Copy word for word, please, the lines of the entries below running from the one containing "# Target: tarmac" to the one containing "# Target: white airplane", both ends included.
Data to process Block Start
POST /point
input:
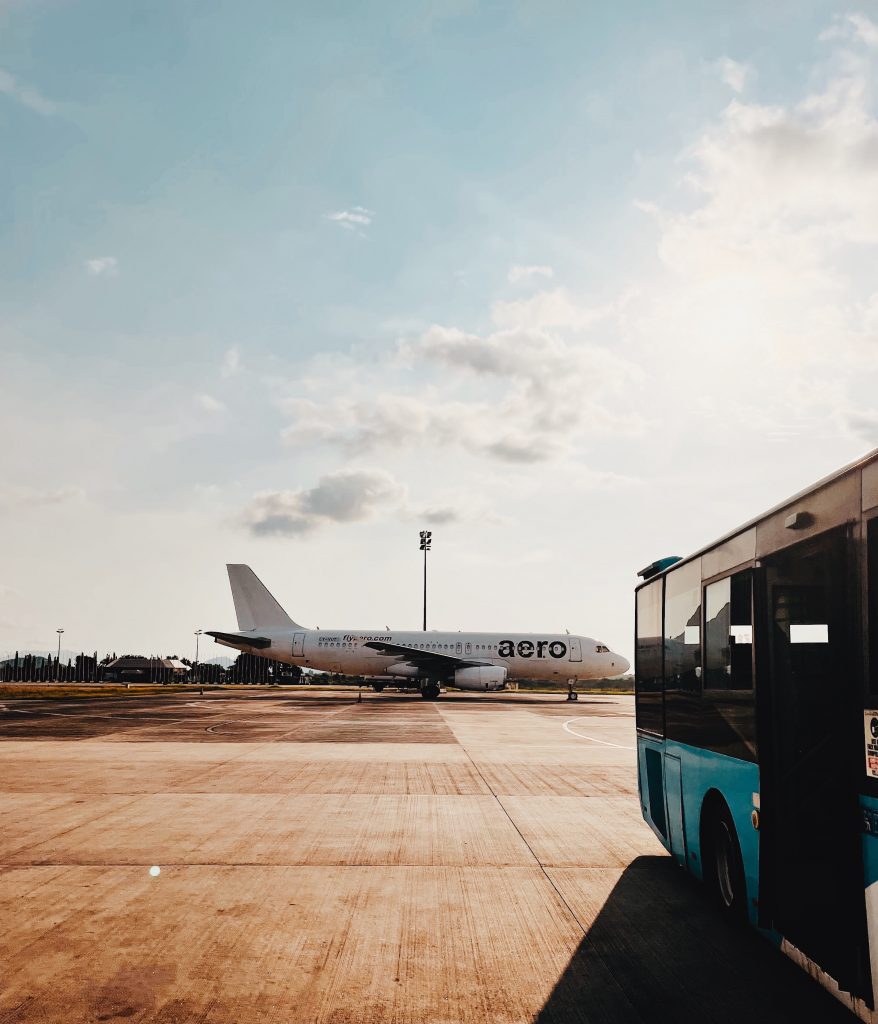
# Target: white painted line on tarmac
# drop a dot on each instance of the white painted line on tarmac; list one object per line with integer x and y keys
{"x": 594, "y": 739}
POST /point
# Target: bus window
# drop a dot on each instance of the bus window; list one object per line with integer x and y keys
{"x": 647, "y": 659}
{"x": 728, "y": 634}
{"x": 682, "y": 651}
{"x": 873, "y": 604}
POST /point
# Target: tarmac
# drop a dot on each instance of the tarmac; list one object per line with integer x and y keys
{"x": 481, "y": 858}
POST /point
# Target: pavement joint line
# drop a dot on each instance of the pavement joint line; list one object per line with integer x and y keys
{"x": 548, "y": 878}
{"x": 594, "y": 739}
{"x": 249, "y": 748}
{"x": 79, "y": 824}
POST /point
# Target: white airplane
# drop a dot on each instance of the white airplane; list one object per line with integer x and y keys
Data to process Block End
- _Finished task_
# Target: tarmac
# drop a dot on each instance of the tarmac; list one object per line with integer x and y keys
{"x": 481, "y": 858}
POST /point
# Target: pavement joint line
# drop a dot on each instance of the pavement joint line; list one object per line with integer x and y keys
{"x": 548, "y": 878}
{"x": 594, "y": 739}
{"x": 249, "y": 748}
{"x": 79, "y": 824}
POST /point
# Target: white airplane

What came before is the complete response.